*Excerpt provided*
Laughter is Contagious, and Worth Catching!

“Humor is a physical release–
one of four, actually. These
include crying, yawning, orgasm
and laughter. You can do them
in succession. Just get the
order right.”    -Steve Allen

The beauty in the video above is that no one knew why they were laughing- they just knew it felt good, and it literally spread the length of the subway car. I’m certain not everyone in that subway was in a good mood when they arrived. But, can you imagine how much better they must have felt after taking that ride- after a long stressful day of life?

Laughter is a powerful thing mainly because it automatically boosts our emotional, physical and social well-being (wellness). Laughter has been shown to reduce tension, anger and depression, lowers stress levels, reduce blood pressure, boost immune responses, and more…

Effects of Laughter on the Body

In the last few decades, researchers have studied laughter’s effects on the body and turned up some potentially interesting information on how it affects us:

  • Blood flow. Researchers at the University of Maryland studied the effects on blood vessels when people were shown either comedies or dramas. After the screening, the blood vessels of the group who watched the comedy behaved normally — expanding and contracting easily. But the blood vessels in people who watched the drama tended to tense up, restricting blood flow.

*Stored data*
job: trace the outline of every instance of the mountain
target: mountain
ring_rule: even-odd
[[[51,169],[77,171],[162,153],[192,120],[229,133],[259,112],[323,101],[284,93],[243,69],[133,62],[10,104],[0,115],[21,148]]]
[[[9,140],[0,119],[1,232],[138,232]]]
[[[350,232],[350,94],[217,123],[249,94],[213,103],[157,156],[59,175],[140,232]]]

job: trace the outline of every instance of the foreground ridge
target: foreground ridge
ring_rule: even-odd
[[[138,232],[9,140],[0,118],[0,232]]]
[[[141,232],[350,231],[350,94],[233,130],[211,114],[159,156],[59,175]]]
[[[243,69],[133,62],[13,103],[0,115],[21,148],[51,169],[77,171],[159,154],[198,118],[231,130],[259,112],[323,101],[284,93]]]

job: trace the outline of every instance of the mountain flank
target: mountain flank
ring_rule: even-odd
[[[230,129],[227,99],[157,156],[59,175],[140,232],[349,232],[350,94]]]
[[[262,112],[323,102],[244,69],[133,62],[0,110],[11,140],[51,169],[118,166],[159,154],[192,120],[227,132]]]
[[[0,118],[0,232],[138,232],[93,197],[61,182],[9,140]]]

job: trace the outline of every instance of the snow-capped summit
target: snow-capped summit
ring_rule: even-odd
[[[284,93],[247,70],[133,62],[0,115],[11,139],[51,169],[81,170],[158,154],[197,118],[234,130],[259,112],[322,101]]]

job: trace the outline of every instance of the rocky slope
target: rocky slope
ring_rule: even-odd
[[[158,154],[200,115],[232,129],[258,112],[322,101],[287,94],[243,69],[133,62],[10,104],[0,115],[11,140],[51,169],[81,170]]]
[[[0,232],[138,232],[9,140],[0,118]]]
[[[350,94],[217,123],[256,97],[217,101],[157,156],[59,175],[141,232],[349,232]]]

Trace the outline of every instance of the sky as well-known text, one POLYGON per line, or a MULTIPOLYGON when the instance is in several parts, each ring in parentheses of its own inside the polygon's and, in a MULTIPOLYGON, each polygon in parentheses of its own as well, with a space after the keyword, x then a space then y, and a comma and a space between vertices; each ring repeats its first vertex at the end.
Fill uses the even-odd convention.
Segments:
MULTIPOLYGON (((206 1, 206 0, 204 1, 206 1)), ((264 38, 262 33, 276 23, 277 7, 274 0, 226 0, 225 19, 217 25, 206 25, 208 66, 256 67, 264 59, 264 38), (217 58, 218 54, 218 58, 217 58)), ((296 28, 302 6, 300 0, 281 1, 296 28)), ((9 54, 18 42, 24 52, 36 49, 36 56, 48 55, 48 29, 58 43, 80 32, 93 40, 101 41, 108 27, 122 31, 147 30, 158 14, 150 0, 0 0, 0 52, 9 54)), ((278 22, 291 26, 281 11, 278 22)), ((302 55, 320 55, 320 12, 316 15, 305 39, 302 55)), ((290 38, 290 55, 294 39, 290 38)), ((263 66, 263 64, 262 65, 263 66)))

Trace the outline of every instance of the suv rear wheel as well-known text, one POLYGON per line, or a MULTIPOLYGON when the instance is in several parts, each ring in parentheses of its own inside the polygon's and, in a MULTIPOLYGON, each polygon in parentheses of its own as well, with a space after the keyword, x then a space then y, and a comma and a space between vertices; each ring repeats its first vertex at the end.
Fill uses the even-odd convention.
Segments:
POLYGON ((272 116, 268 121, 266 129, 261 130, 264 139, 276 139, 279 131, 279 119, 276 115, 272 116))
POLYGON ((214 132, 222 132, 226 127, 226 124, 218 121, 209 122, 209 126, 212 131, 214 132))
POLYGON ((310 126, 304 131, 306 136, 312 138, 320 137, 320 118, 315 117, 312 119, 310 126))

*What you are asked to do*
Copy the whole piece on laughter word for word. The items can be ignored.

*Response to this task*
Laughter is Contagious, and Worth Catching!

“Humor is a physical release–
one of four, actually. These
include crying, yawning, orgasm
and laughter. You can do them
in succession. Just get the
order right.”    -Steve Allen

The beauty in the video above is that no one knew why they were laughing- they just knew it felt good, and it literally spread the length of the subway car. I’m certain not everyone in that subway was in a good mood when they arrived. But, can you imagine how much better they must have felt after taking that ride- after a long stressful day of life?

Laughter is a powerful thing mainly because it automatically boosts our emotional, physical and social well-being (wellness). Laughter has been shown to reduce tension, anger and depression, lowers stress levels, reduce blood pressure, boost immune responses, and more…

Effects of Laughter on the Body

In the last few decades, researchers have studied laughter’s effects on the body and turned up some potentially interesting information on how it affects us:

  • Blood flow. Researchers at the University of Maryland studied the effects on blood vessels when people were shown either comedies or dramas. After the screening, the blood vessels of the group who watched the comedy behaved normally — expanding and contracting easily. But the blood vessels in people who watched the drama tended to tense up, restricting blood flow.